[Ejemplos de etiquetado de puntos]

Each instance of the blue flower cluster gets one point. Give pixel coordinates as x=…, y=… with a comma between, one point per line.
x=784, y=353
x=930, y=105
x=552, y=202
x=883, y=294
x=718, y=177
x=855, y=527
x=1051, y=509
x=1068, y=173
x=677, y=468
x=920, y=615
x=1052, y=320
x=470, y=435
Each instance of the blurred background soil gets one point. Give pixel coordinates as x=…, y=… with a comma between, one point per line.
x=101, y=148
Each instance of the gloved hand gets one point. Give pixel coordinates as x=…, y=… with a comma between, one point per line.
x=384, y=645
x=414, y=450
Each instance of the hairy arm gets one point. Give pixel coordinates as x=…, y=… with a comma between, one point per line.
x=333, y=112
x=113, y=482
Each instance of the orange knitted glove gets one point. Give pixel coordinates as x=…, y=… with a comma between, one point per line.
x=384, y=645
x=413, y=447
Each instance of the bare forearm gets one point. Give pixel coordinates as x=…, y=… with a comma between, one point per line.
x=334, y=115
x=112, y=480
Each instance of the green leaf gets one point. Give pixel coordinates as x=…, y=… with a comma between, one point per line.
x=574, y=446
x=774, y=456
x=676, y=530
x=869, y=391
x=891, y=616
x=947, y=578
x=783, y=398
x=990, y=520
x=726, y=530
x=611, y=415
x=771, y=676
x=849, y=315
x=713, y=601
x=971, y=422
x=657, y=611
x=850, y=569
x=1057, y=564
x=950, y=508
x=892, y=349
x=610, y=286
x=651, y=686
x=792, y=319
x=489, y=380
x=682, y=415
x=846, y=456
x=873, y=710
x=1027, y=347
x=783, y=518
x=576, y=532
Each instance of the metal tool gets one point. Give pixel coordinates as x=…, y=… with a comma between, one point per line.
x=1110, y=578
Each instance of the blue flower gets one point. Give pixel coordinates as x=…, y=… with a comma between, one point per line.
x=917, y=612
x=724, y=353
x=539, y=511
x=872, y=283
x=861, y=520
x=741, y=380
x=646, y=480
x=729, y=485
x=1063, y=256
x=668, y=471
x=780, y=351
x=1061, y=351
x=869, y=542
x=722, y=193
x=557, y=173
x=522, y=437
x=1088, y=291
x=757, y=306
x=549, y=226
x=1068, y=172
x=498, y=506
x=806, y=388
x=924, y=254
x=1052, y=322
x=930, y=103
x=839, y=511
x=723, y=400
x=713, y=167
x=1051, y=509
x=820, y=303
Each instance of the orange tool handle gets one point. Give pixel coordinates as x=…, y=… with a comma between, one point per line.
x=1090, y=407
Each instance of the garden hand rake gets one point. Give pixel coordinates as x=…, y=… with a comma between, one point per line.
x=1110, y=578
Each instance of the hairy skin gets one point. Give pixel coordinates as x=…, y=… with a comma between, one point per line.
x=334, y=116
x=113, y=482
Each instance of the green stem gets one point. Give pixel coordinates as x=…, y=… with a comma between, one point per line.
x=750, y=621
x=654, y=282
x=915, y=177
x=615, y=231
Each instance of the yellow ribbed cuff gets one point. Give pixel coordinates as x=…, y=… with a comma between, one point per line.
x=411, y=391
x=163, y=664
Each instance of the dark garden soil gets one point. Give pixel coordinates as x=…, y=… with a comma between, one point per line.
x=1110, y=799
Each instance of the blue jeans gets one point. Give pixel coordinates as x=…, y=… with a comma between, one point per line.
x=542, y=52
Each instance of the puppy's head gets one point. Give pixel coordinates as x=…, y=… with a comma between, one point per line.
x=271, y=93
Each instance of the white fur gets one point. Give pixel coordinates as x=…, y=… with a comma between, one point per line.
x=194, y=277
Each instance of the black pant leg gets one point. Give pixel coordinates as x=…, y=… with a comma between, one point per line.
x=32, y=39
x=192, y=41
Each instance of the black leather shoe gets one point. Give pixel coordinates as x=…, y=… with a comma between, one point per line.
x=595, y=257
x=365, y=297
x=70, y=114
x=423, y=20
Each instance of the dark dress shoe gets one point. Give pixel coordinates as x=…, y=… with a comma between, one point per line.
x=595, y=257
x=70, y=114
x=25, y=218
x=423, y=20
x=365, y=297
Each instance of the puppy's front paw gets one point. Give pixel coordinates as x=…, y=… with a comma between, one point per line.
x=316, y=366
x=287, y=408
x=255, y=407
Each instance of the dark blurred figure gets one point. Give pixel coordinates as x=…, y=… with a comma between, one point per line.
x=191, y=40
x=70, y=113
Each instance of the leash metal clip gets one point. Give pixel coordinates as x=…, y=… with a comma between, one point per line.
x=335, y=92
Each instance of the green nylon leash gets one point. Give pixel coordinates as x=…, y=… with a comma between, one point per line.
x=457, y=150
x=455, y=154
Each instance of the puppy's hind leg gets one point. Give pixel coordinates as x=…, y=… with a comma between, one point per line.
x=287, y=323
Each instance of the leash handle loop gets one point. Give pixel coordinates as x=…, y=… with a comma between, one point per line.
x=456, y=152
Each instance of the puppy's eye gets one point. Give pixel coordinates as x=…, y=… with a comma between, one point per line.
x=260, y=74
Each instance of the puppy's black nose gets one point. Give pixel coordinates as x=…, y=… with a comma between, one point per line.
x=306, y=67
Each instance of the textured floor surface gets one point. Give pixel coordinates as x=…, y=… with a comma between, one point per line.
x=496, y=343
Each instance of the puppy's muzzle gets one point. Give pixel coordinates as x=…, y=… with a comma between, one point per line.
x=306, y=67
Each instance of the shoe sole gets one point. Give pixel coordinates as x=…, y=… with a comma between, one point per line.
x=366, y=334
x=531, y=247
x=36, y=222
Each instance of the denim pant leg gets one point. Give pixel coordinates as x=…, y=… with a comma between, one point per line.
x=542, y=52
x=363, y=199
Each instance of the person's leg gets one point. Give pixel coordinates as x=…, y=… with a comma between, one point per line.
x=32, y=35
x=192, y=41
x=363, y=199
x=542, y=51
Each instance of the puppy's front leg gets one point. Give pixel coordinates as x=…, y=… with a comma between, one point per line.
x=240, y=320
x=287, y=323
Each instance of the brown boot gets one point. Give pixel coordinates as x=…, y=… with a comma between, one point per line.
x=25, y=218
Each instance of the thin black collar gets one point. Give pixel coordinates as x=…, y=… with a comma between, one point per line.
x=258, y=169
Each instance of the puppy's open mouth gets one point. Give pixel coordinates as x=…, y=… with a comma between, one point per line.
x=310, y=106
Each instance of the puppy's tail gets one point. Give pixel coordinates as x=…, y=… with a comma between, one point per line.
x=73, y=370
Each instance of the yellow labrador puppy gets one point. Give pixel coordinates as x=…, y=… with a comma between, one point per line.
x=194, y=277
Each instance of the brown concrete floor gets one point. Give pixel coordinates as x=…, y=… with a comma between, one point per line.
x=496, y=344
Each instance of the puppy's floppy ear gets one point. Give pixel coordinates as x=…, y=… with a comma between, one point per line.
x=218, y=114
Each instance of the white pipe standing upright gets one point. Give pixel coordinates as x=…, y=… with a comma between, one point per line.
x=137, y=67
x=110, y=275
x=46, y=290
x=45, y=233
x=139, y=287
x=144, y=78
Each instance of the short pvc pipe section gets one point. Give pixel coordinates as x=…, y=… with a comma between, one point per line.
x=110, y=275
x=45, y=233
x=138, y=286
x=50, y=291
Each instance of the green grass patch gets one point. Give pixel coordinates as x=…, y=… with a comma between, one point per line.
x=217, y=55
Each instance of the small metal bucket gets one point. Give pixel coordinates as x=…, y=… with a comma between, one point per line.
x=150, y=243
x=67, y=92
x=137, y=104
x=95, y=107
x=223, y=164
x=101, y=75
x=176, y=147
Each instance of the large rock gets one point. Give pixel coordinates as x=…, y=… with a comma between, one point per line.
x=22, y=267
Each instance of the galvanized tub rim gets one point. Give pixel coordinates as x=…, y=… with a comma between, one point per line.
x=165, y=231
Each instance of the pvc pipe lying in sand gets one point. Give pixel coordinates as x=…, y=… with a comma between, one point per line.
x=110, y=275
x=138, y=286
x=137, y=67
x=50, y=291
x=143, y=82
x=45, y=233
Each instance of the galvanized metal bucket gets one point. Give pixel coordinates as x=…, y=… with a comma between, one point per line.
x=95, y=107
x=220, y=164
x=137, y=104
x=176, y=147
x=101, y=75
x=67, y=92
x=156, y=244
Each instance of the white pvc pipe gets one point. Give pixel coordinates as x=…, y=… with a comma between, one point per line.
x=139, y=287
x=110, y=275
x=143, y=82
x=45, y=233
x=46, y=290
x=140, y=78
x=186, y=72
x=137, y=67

§ **TAREA A REALIZAR**
Da formato de tabla Markdown a los registros: empieza en la línea que contiene "Each instance of the hairy skin" y termina después de la línea que contiene "x=335, y=92". La tabla lleva la columna Núm con el número de fila y la columna Contenido con la línea, sin incluir las líneas en blanco.

§ **RESULTADO DEL EJERCICIO**
| Núm | Contenido |
|---|---|
| 1 | Each instance of the hairy skin gets one point. Give pixel coordinates as x=…, y=… with a comma between, one point per line. |
| 2 | x=334, y=116 |
| 3 | x=113, y=482 |
| 4 | Each instance of the green stem gets one point. Give pixel coordinates as x=…, y=… with a comma between, one point per line. |
| 5 | x=750, y=621 |
| 6 | x=654, y=282 |
| 7 | x=915, y=177 |
| 8 | x=615, y=231 |
| 9 | Each instance of the yellow ribbed cuff gets one point. Give pixel coordinates as x=…, y=… with a comma between, one point per line. |
| 10 | x=411, y=391 |
| 11 | x=163, y=664 |
| 12 | Each instance of the dark garden soil gets one point. Give pixel coordinates as x=…, y=… with a comma between, one point per line. |
| 13 | x=1110, y=799 |
| 14 | Each instance of the blue jeans gets one point. Give pixel coordinates as x=…, y=… with a comma between, one point per line. |
| 15 | x=542, y=52 |
| 16 | Each instance of the puppy's head gets one point. Give pixel coordinates as x=…, y=… with a comma between, one point per line. |
| 17 | x=271, y=93 |
| 18 | Each instance of the white fur gets one point. Give pixel coordinates as x=…, y=… with a comma between, one point per line. |
| 19 | x=194, y=277 |
| 20 | Each instance of the black pant leg gets one point. Give pixel coordinates as x=…, y=… with a comma between, one point per line. |
| 21 | x=32, y=39 |
| 22 | x=192, y=41 |
| 23 | Each instance of the black leather shoe gets one point. Give pixel coordinates as x=…, y=… with a comma between, one point per line. |
| 24 | x=595, y=257 |
| 25 | x=365, y=297 |
| 26 | x=70, y=114 |
| 27 | x=423, y=20 |
| 28 | Each instance of the dark dress shoe gets one point. Give pixel coordinates as x=…, y=… with a comma between, one point per line. |
| 29 | x=595, y=257 |
| 30 | x=70, y=114 |
| 31 | x=25, y=218 |
| 32 | x=423, y=20 |
| 33 | x=365, y=297 |
| 34 | Each instance of the puppy's front paw gets one point. Give pixel coordinates as x=…, y=… with a comma between, one point per line. |
| 35 | x=316, y=366 |
| 36 | x=287, y=408 |
| 37 | x=255, y=407 |
| 38 | Each instance of the dark blurred figure gets one point. Give pixel coordinates as x=…, y=… with a comma between, one point per line. |
| 39 | x=191, y=40 |
| 40 | x=70, y=113 |
| 41 | Each instance of the leash metal clip gets one point. Give pixel coordinates as x=…, y=… with a comma between, one point per line. |
| 42 | x=335, y=92 |